Reading text:
******

11 WAPRAC WPIC 5.30Washington Practice Series TMWashington Pattern Jury Instructions--Criminal

11 Wash. Prac., Pattern Jury Instr. Crim. WPIC 5.30 (5th Ed)
Washington Practice Series TM
Washington Pattern Jury Instructions--Criminal
January 2024 Update
Washington State Supreme Court Committee on Jury Instructions
Part II. Evidence and Guides for Its Consideration
WPIC CHAPTER 5. General Principles of Evidence
WPIC 5.30 Evidence Limited as to Purpose
Certain evidence has been admitted in this case for only a limited purpose. This evidence [consists of and] may be considered by you only for the purpose of . You may not consider it for any other purpose. Any discussion of the evidence during your deliberations must be consistent with this limitation.
NOTE ON USE
This is a generic instruction to be used when evidence is admissible only for a limited purpose.
For specialized instructions for specific situations, see WPIC 5.05 (Prior Conviction—Impeachment—Defendant), and as to a witness's criminal conviction, see WPIC 5.06 (Prior Conviction—Impeachment—Witness). Use bracketed material as applicable.
COMMENT
ER 105.
Generally. When the party against whom evidence is admitted for a limited purpose requests that the instruction be given, an appropriate limiting instruction must be given. ER 105; State v. Aaron, 57 Wn.App. 277, 281, 787 P.2d 949 (1990) (“[ER 105] is mandatory”).
“Although it is usually preferable to give a limiting instruction contemporaneously with the evidence at issue,it is within a trial court's discretion to choose instead to give a limiting instruction at the close of all of the evidence.” State v. Ramirez, 62 Wn.App 301, 305, 841 P.2d 227 (1991). The limiting instructions included in WPIC Chapter 5 (General Principles of Evidence) are designed for use at the end of trial. For corresponding instructions to be used during trial, see WPIC 4.64 (Evidence of Prior Conviction—Impeachment) and WPIC 4.64.01 (Evidence Limited as to Purpose).

******

Collected data entries:

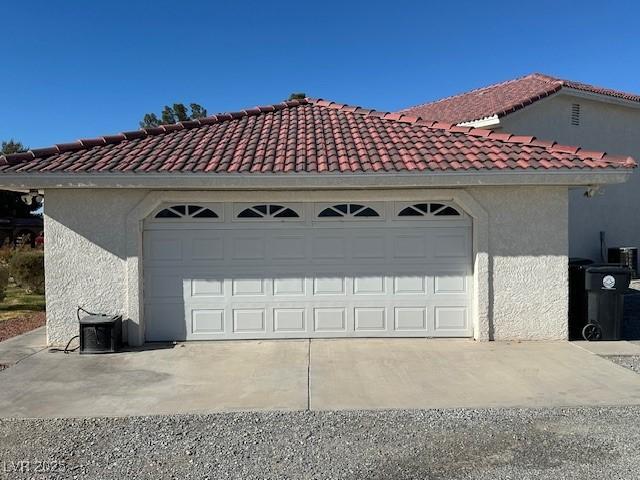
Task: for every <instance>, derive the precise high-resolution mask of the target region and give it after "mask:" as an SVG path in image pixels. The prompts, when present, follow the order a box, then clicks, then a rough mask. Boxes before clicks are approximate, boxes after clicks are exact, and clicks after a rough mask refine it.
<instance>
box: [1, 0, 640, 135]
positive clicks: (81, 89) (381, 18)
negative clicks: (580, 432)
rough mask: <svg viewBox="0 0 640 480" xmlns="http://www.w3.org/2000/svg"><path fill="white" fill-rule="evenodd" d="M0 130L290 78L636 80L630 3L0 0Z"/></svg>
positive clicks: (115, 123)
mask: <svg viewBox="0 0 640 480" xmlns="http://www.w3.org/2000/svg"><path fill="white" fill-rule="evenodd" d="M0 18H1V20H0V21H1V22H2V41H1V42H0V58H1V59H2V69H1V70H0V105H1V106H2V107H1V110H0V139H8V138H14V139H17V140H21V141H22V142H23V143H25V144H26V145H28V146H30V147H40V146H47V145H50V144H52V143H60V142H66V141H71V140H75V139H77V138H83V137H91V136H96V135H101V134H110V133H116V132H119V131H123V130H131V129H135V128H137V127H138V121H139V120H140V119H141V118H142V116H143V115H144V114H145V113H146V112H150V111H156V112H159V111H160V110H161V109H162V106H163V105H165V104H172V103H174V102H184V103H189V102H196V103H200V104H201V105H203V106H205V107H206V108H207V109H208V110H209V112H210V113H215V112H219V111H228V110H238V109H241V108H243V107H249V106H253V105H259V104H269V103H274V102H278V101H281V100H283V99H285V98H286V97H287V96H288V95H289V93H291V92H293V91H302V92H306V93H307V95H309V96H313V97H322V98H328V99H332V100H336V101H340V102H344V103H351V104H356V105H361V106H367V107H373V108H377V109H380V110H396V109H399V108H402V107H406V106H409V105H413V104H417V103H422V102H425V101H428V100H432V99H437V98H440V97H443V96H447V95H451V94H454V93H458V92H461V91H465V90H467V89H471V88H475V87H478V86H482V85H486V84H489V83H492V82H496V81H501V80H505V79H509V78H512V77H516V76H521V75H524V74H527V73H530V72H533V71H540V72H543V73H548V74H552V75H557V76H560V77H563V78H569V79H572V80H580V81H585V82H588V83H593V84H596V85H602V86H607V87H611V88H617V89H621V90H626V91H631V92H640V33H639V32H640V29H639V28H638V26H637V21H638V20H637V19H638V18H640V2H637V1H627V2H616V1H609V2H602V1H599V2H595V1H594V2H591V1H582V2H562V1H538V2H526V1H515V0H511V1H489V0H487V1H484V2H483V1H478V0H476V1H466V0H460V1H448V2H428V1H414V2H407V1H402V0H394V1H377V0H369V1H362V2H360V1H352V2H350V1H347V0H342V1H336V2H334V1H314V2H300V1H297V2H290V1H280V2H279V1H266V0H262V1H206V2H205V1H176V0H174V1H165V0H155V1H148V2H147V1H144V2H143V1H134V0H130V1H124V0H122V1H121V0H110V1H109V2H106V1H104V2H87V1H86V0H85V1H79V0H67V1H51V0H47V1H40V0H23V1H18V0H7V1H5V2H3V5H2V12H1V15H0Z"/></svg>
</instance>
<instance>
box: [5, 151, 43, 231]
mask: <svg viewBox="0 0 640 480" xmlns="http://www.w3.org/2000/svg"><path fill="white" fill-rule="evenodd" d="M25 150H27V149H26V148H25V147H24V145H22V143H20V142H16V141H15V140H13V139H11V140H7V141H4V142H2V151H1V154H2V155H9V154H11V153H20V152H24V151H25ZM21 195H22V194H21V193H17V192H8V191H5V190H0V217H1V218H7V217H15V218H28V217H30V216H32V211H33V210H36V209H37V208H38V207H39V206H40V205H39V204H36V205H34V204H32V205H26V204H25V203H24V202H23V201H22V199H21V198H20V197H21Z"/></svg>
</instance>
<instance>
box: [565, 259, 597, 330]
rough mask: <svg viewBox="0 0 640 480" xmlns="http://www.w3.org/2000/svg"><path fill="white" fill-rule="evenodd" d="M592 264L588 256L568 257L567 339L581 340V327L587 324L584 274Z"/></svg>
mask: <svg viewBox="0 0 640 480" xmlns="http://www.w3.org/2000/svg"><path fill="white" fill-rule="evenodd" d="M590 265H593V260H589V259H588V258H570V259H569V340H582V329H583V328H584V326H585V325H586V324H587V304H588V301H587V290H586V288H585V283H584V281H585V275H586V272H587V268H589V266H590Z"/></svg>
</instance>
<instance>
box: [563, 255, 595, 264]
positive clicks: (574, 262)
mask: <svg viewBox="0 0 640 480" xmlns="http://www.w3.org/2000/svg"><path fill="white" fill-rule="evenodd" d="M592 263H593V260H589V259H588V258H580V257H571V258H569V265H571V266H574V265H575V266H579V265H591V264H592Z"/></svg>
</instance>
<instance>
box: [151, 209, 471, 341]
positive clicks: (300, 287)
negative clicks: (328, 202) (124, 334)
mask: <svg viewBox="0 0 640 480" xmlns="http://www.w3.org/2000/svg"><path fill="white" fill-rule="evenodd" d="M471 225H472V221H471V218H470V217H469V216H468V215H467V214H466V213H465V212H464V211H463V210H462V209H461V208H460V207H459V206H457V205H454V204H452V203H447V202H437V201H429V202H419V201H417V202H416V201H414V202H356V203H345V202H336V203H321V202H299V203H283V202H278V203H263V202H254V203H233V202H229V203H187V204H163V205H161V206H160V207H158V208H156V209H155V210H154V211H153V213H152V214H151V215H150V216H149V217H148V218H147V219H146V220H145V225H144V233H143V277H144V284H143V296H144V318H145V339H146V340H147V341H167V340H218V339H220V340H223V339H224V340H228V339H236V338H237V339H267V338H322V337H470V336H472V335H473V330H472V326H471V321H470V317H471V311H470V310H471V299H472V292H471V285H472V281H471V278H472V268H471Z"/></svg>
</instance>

******

What this exercise asks:
A. According to the jury instruction text, at what point in a trial are the limiting instructions in WPIC Chapter 5 meant to be used?
B. Continue the jury instruction text, picking up after its final sentence.

Answers to this exercise:
A. At the end of trial.

B.
In State v. Gresham, 173 Wn.2d 405, 423–26, 269 P.3d 207 (2012), the Supreme Court established the following ground rules for the use of limiting instructions under Rule 404(b):
  • 1. The trial court has no responsibility to give a limiting instruction if neither side requests a limiting instruction.
  • 2. The trial court may (and usually does) ask the requesting party to draft the limiting instruction.
  • 3. The trial court is under no obligation to give a limiting instruction that is an incorrect statement of the law.
  • 4. If the requesting party's instruction is an incorrect statement of the law, the trial court may not decline to give an instruction solely on that basis. The trial court itself should draft, and give, an instruction that is a correct statement of the law.
See also, State v. Aaron, 57 Wn.App. 277, 281, 787 P.2d 949 (1990) (“[ER 105] is mandatory”); State v. Mohamed, 186 Wn.2d 235, 375 P.3d 1068 (2016); State v. Athan, 160 Wn.2d 364, 158 P.3d 27 (2007) (a party who fails to propose a limiting instruction may not assert its absence as error on appeal).
Drafting limiting instructions:
When drafting a limiting instruction, the instruction must be sufficiently detailed as to clearly direct the jury as to the purpose for which the evidence may be considered. This is particularly true when the evidence, which was admitted for a limited purpose, implicates ER 404(b). A general, laundry-list type of instruction based upon the language of Rule 404(b) is insufficient to neutralize prejudice to the defendant. State v. Fitzgerald, 39 Wn.App. 652, 694 P.2d 1117 (1985) (dictum).
Care must be taken to avoid a comment on the evidence, forbidden by article 4, section 16 of the Washington Constitution. State v. Hartzell, 156 Wn.App. 918, 237 P.3d 928 (2010) (when giving limiting instructions under ER 404(b), trial court must avoid expressing personal opinion on the merits of the case or on the credibility of any evidence presented).
An example of a generic instruction under ER 404(b) might state as follows:
You may have heard evidence concerning alleged misconduct by the defendant on dates other than that of the charged incident. Such evidence may only be considered by you to the extent you find it relevant to issues of [intent] [knowledge] [absence of mistake] [acting pursuant to a common scheme or plan]. It is not to be considered by you for any other purpose.
A more specific example in a prosecution for resisting arrest might state as follows:
Evidence of the existence of a warrant for the defendant's arrest may be considered by you only in connection with the element of a “lawful arrest” and for no other purpose.
Other specialized instructions. Specialized limiting instructions are appropriate when a criminal conviction is admitted to impeach a witness, including a defendant who testifies as a witness. See WPIC 5.05 (Prior Conviction—Impeachment—Defendant) and WPIC 5.06 (Prior Conviction—Impeachment—Witness).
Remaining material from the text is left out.